**To be done:** Find each line below that contains the word "tree", matching case exactly, and copy those lines.

**Given entries:**
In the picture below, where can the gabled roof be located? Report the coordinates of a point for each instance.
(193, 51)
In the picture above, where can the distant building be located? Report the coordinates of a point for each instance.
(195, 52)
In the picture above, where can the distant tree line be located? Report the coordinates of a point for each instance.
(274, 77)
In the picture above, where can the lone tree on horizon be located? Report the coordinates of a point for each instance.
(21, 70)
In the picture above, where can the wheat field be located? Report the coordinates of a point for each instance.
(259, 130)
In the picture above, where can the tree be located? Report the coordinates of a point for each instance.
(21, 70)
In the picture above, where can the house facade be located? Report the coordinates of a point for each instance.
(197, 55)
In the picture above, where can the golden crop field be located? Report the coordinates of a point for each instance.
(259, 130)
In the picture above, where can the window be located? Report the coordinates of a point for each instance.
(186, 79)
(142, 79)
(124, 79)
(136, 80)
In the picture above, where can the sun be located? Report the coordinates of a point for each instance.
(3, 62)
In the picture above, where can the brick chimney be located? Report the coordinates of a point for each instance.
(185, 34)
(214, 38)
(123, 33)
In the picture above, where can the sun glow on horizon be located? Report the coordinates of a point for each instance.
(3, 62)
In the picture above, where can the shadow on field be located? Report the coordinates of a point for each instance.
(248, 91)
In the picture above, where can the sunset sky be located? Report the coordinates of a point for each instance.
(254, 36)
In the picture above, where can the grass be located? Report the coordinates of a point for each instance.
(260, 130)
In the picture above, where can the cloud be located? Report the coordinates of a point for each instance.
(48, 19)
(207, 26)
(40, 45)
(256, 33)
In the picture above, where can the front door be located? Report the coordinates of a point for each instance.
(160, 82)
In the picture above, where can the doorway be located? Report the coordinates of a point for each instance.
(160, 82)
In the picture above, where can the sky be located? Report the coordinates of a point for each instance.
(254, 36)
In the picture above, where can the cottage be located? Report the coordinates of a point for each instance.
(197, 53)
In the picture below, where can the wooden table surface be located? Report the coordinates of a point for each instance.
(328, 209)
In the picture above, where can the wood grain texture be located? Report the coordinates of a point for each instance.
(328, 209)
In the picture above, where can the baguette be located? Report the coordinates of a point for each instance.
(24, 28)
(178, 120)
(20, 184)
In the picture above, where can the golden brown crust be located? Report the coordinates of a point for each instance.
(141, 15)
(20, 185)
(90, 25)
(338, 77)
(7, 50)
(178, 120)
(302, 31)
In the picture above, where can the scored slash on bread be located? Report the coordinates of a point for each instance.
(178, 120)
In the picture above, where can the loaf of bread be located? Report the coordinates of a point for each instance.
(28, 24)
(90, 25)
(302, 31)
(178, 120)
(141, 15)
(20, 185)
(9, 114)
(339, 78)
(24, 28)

==

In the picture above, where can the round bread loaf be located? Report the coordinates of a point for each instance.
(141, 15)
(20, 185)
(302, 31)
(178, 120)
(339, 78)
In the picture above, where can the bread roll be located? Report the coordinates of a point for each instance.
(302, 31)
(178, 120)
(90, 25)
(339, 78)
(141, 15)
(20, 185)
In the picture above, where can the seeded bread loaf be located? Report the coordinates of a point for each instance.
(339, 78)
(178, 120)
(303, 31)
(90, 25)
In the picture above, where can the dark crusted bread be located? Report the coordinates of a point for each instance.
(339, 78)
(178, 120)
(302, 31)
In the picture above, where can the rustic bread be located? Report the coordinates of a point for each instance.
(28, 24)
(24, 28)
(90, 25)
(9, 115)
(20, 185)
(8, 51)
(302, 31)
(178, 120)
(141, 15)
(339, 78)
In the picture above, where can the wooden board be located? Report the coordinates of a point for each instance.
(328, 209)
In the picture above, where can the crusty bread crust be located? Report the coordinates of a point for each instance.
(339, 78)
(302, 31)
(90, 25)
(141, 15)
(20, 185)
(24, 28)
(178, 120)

**Task response:**
In the picture above, where can the distant tree line be located? Report the coordinates of a point for each instance.
In the picture above, where can the lone tree on horizon be located? Report the coordinates of a point for each instance.
In the picture above, where can the tree be located? Report the coordinates of a point for each instance.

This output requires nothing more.